* EXERCISE REQUIREMENTS:
Each entry must be given again exactly; images do not belong in the copy.

-------- ITEMS

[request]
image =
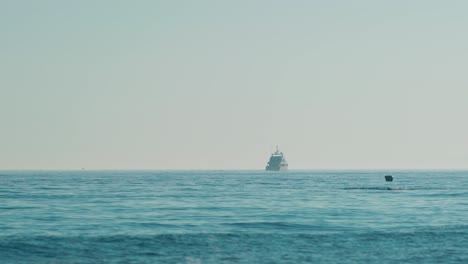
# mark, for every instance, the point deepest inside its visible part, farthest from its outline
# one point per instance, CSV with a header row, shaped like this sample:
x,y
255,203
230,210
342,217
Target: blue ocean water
x,y
233,217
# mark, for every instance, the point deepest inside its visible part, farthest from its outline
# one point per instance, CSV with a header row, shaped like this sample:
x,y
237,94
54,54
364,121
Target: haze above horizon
x,y
218,84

----------------

* RESULT OF THE TASK:
[request]
image =
# mark, for every instance, the point deepest inside its visible part, farthest from its outline
# one point per instance, CSV with a header row, shaped like this sample:
x,y
255,203
230,210
342,217
Target: blue ocean water
x,y
233,217
# mark, for every instance, the point deepest inside its visible part, farthest from its outline
# one point per instance, CSV with a header row, shaped like this sample:
x,y
237,94
54,54
364,121
Target: haze above horizon
x,y
218,84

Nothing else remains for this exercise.